**TEXT SHOWN**.
There are many, many Church of Christ congregations within an hour's drive of Florence, and I don't think that any of the things we're going to explore over the course of this series will make sense unless you first understand something about this denomination.

If I blindfolded you and put you in an early 1980s Church of Christ congregation, how long would it take you before you knew you were in Church of Christ?

I would know in about three minutes or less.

This is Lee Camp, who has taught theology for years at Lipscomb University in Nashville, one of the most prestigious of the many universities around the United States affiliated with the Church of Christ.

What would be the tip-off?

Well, the singing would be a cappella is the first thing.

And so, you know, the only place you're going to find a cappella singing is probably either going to be Mennonites or Church of Christ, maybe Church of the Brethren.

And then there are going to be certain phrases that are going to get said that would just be a tip-off that, you know, this is where you are.

And the prayers are going to say, Lord, guard, guide, and direct us.

I don't know.

There'd just be language like that that I would immediately know.

By the way, for those of you who know something about country music, what do Wayland Jennings, Roy Orbison, Loretta Lynn, Glenn Campbell, Dwight Yoakum, Pat Boone, Crystal Gale, I could go on, all have in common?

They all came out of the acapella tradition of the Church of Christ.

It's not Sunday morning.

I just take you to a church.

It's empty.

How long does it take you to know that you're in a church of Christ?

There's no one in there.

You look around.

What do you see that's the tip of?

No organ.

There's no organ and just the whole architecture is very, very simple.

There's lack of pretense.

There's certainly no

art on the walls.

There's no stations of the cross.

There's pews and there are, there's on the one side at the front is going to be a board that shows attendance, contribution numbers.

**REQUIRED ACTIONS**.
1 > In the Church of Christ transcript, at which university has Lee Camp taught theology for years?
2 > Resume the Church of Christ transcript after its final sentence.

**EXTRACTED INFORMATION**.
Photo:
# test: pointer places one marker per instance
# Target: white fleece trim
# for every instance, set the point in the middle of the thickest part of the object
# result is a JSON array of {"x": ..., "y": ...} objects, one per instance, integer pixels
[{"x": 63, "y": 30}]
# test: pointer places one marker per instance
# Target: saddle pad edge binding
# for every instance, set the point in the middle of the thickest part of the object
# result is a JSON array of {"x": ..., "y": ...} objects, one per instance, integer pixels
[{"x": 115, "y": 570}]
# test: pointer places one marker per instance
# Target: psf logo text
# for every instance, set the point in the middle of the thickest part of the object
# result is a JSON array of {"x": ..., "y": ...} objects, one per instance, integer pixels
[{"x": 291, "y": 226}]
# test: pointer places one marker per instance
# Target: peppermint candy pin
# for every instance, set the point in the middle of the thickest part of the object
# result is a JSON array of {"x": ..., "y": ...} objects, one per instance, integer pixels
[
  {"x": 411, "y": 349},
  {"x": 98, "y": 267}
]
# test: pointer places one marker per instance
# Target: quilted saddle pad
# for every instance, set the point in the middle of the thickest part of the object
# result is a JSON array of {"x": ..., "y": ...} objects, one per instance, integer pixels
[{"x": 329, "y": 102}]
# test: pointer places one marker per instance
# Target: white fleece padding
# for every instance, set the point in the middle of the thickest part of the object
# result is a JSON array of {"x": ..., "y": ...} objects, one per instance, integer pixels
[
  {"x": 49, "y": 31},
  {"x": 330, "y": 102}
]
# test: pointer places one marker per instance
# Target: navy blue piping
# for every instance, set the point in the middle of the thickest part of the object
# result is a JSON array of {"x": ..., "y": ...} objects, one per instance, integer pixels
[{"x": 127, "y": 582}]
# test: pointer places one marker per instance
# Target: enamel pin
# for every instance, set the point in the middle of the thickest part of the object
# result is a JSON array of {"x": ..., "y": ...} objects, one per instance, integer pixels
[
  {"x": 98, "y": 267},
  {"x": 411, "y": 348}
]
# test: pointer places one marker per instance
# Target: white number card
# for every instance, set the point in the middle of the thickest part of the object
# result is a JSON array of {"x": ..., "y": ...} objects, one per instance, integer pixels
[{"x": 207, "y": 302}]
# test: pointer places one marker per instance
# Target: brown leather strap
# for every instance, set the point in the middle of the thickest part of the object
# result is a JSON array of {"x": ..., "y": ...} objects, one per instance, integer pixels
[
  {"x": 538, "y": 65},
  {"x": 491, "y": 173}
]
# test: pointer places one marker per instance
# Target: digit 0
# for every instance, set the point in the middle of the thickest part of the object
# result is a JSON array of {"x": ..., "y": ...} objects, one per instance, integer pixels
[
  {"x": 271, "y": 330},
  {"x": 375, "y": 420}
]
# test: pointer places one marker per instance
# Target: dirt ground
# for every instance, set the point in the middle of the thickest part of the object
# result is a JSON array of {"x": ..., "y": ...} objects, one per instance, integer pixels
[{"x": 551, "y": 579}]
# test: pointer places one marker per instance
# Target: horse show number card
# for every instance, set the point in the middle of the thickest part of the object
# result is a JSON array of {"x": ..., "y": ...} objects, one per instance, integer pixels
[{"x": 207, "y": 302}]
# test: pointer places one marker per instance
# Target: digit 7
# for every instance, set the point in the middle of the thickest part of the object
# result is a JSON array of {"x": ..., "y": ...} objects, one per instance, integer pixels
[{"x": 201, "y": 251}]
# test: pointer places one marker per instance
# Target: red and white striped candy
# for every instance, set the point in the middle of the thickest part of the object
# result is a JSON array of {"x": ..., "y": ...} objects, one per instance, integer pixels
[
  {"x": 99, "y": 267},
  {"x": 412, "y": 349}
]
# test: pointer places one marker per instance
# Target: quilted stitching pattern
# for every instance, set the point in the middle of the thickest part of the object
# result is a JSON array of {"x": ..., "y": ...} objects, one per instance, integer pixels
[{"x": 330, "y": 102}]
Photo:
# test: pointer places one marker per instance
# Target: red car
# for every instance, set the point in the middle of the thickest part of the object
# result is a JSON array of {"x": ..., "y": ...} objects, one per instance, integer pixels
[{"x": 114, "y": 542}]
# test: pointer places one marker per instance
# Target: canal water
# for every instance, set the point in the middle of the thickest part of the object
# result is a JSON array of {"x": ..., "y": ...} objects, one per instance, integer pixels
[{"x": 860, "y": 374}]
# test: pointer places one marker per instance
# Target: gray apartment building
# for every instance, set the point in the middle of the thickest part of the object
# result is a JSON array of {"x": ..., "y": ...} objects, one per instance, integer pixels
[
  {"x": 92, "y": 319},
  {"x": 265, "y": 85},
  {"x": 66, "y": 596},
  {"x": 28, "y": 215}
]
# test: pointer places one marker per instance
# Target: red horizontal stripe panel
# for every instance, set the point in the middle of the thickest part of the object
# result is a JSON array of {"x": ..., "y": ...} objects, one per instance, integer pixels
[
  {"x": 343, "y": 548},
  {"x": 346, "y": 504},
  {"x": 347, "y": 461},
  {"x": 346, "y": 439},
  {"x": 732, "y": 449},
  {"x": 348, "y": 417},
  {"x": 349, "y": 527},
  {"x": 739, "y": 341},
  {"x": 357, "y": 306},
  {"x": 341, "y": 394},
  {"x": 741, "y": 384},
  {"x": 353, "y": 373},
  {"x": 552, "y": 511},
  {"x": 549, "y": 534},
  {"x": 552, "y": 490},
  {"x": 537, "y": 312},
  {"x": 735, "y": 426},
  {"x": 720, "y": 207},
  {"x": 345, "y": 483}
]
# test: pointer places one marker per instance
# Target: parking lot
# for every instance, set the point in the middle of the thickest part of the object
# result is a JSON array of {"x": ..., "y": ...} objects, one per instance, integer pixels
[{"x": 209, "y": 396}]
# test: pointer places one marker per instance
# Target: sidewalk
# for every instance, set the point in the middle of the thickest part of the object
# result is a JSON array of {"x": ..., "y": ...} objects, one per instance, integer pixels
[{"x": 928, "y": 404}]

**WRITTEN ANSWERS**.
1 > Lipscomb University in Nashville.

2 >
On the other side is going to be a board that has the hymn numbers that you slide in with the numbers.

And in the middle is going to be a simple pulpit.

I know about the Church of Christ because my best friend is the screenwriter Charles Randolph, whose father, Dale, was a Church of Christ minister who went to Lipscomb.

And once, when I was visiting Lipscomb, the same school where Lee Camp teaches, a little old lady came up to me and said, Are you Dale Randolph's famous son, Chuck's friend?

Yes, I am.

And while I'm playing this game, I should point out that halfway through my conversation with Grant Asbel, I discovered that he did his doctorate at Lipscomb with Lee Camp.

The point is that the Church of Christ is a very small world, it's a family.

Now you're from Alabama.

I am from Alabama.

You were born in Talladega.

Talladega.

And...

Not Talladega or Talladega.

It's Talladega.

Talladega.

And you grew up in the church of Christ.

I did.

When you say that you are

that you belong to the church of Christ, what are you saying about

what does that mean?

How's that different from I'm a Baptist?

Well, it depends on who you're talking to and where they are in their experience of churches of Christ.

But when someone says, I'm a member of the Church of Christ,

that means that they are members of the true church that restored New Testament Christianity and everybody else is wrong.

And that this is the true church.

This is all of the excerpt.